* Text provided *
==========
As shown in Table 3, across all three types of data use, female respondents were less comfortable compared to male respondents. Age was inconsistently associated with comfort, whereby adults 45 and older were less comfortable than 18- to 29-year-olds with the use of health-related and sensitive data types. We also observe that non-Hispanic White respondents’ average comfort with the use of personal characteristic and health-related data is higher than that of non-Hispanic Black respondents, holding all else constant. This may indicate a racial inequality in the uses of data for prediction in healthcare.
Discussion
This analysis captures public comfort with data use for prediction in healthcare. Analyzing a national survey of US adults, we find that while comfort with data use for prediction is generally low, the public is comparatively more comfortable with the use of more overtly clinical data (blood pressure, cancer diagnoses) than demographic or social data types. The data collected and used by health systems to make predictions about patients are not restricted to overtly clinical data types. Prediction in practice involves the use of widely varied data types like religious identity and whether patients have unpaid medical bills.11,12 This study finds that the system of prediction is developing in a way that could undermine trust by violating public comfort and expectations.
==========
* Data extract *
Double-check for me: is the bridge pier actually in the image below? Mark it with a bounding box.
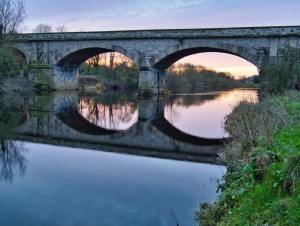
==========
* Activities *
A. Answer these questions about the text on public comfort with data use for healthcare prediction, one line each:
(i) Which respondents were less comfortable than male respondents across all three types of data use?
(ii) Which age group was less comfortable than 18- to 29-year-olds with the use of health-related and sensitive data types?
(iii) What two examples of overtly clinical data does the text give?
B. Say whether each statement agrees with the text on public comfort with data use for healthcare prediction. Answer yes or no, and quote the words that decide it.
(i) The public is more comfortable with the use of demographic or social data than with clinical data.
(ii) Age was consistently associated with comfort.
(iii) Prediction in practice can involve data on whether patients have unpaid medical bills.
C. Write the next part of the text on public comfort with data use for healthcare prediction, beginning after its final sentence.

* Numbered responses *
A.
(i) Female respondents.
(ii) Adults 45 and older.
(iii) Blood pressure and cancer diagnoses.

B.
(i) No: "the public is comparatively more comfortable with the use of more overtly clinical data (blood pressure, cancer diagnoses) than demographic or social data types"
(ii) No: "Age was inconsistently associated with comfort"
(iii) Yes: "Prediction in practice involves the use of widely varied data types like religious identity and whether patients have unpaid medical bills"

C.
We observe higher comfort with the use of health-related data than personal characteristic data for prediction. Public comfort was lowest with the use of sensitive data types (eg, income, history of incarceration) for prediction in healthcare. There was little variation in comfort with the use of this type of data, with 87.6% of respondents indicating discomfort. It should be noted that some data types traditionally considered sensitive for the purposes of data privacy and protection (eg, genetic information, mental health status) do not load on factor 3 with the sensitive data types identified in this analysis. Prior work indicates differences between public comfort on the one hand and current policy for data protection on the other. For example, a national survey found no significant differences between public desire for notification related to the use of their health data compared to their biospecimens, which does not reflect current policy distinctions between the two.33 Similarly, our study indicates a disparity between what policy defines as sensitive as compared to what the public perceives as sensitive. If the use of these sensitive data can be avoided in predictive modeling without sacrificing model quality, that could be responsive to public concerns. However, because sensitive data types can be useful for prediction in certain cases, transparency and communication may also ameliorate some threats to patient trust when they must be used, as suggested by previous studies examining desire for notification with respect to information use. For example, conveying why income is important for the quality of a specific predictive model might ameliorate patient concerns. It may also indicate competence with data use and bolster trust.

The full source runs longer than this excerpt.